# Data extracts
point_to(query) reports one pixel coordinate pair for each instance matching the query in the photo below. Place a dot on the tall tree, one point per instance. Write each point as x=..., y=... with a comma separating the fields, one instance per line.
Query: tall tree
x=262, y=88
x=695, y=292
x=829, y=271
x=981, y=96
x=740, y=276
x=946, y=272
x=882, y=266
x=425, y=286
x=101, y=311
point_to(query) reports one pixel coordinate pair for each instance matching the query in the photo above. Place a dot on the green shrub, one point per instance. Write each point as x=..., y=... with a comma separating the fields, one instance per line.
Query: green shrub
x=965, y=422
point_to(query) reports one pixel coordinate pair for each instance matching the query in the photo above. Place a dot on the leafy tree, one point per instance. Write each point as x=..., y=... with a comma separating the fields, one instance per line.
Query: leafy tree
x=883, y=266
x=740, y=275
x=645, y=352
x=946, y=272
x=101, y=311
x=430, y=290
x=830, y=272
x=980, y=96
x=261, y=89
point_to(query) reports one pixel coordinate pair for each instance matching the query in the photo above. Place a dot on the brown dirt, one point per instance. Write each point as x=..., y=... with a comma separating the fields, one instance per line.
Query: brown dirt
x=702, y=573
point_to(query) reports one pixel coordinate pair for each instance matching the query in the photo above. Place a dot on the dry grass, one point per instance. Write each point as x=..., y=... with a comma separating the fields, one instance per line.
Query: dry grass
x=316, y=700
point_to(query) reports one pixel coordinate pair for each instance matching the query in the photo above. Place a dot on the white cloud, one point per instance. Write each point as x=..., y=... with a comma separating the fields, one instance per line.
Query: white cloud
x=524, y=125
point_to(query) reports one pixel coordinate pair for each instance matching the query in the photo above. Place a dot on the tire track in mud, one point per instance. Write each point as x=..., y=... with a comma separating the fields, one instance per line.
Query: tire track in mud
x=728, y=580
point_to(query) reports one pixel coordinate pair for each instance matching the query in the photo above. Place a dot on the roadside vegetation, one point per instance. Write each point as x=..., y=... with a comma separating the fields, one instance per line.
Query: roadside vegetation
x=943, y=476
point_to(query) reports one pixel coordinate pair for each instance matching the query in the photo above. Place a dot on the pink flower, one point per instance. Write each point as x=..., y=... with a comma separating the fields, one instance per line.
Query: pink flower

# Work item
What is the number of lines in the records that contain "flower"? Give that number only.

# Task response
2